Aşağıdaki kayıtların tüm satırlarını hiçbir değişiklik yapmadan yeniden yazın. Görselleri yanıta almayın.

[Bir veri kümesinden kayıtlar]
^^^^^^^^^^^^^^^^

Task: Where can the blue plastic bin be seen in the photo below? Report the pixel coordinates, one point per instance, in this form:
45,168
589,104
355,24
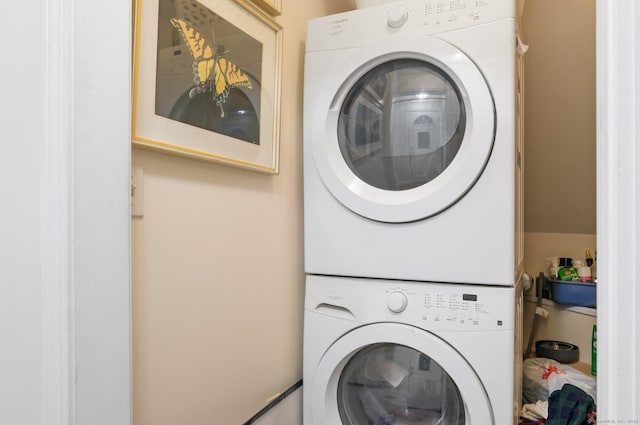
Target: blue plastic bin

^^^^^^^^^^^^^^^^

_Sonuç:_
Task: Where can the blue plastic bin be seen in the photo below? Report the pixel coordinates, one point per instance, in this form:
45,168
589,104
355,24
Target: blue plastic bin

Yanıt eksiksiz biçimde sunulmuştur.